• **Your assignment**
Below are some records. Count the lines with "tree" in them and give nothing but the total.

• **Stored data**
+ + + +
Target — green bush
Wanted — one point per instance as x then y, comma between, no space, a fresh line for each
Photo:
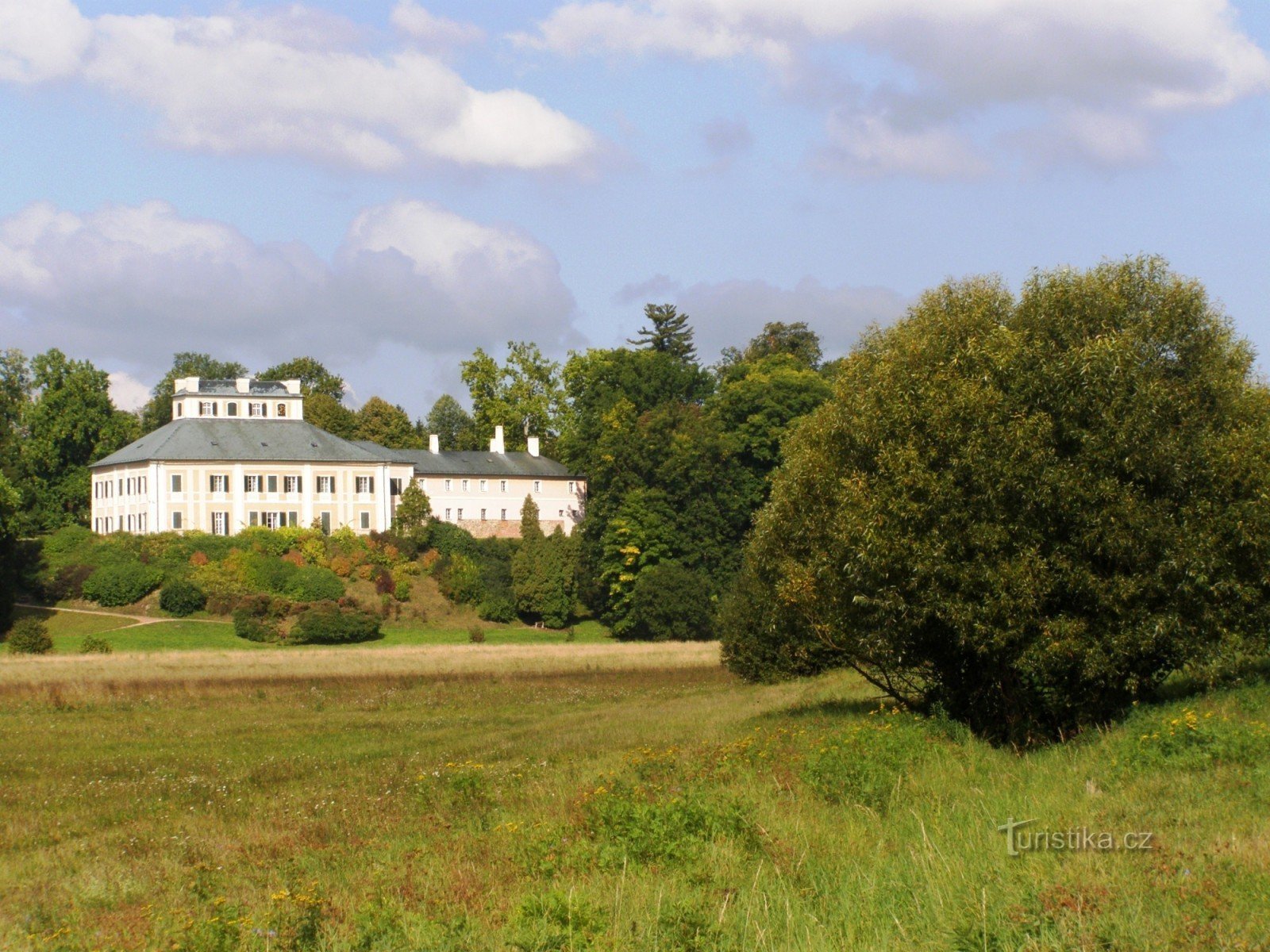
181,598
497,609
327,624
93,645
29,636
311,583
1028,512
670,603
121,583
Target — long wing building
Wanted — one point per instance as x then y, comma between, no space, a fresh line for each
239,454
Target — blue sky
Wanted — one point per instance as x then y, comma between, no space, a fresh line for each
389,186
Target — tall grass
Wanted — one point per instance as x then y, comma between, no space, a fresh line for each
554,809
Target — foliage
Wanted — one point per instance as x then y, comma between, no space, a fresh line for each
328,624
387,424
313,374
668,333
29,636
158,410
181,598
452,425
1028,512
121,583
670,603
525,395
413,516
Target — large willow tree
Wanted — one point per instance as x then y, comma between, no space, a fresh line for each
1026,512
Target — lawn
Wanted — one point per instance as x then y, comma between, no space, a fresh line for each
660,809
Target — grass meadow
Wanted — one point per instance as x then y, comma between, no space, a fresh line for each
637,799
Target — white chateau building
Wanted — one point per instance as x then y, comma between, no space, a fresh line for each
238,454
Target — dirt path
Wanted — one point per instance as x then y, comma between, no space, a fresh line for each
137,620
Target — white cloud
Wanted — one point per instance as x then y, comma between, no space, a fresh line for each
431,31
1092,70
289,84
135,285
730,313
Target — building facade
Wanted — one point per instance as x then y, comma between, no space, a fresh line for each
239,454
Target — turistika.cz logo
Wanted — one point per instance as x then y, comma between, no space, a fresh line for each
1079,839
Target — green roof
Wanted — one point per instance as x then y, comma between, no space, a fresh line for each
241,441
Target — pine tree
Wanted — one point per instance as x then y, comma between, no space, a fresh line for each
670,333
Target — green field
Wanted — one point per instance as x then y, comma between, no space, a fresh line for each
67,630
667,810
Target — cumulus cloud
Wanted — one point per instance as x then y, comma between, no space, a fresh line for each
1091,71
291,84
730,313
137,283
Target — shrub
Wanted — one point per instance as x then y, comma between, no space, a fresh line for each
1028,512
327,624
311,583
497,608
181,598
670,603
121,583
93,645
29,636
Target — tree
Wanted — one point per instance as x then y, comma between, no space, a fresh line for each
1024,512
452,424
413,514
69,424
327,413
668,333
794,340
187,363
525,395
387,424
314,378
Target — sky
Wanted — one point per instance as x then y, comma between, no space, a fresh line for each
389,186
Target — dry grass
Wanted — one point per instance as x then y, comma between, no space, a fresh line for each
87,673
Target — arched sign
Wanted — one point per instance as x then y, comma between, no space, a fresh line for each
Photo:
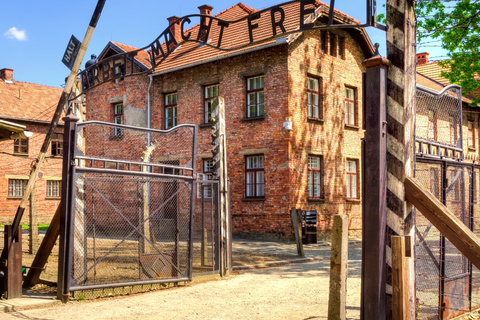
+ + + +
• **Output**
3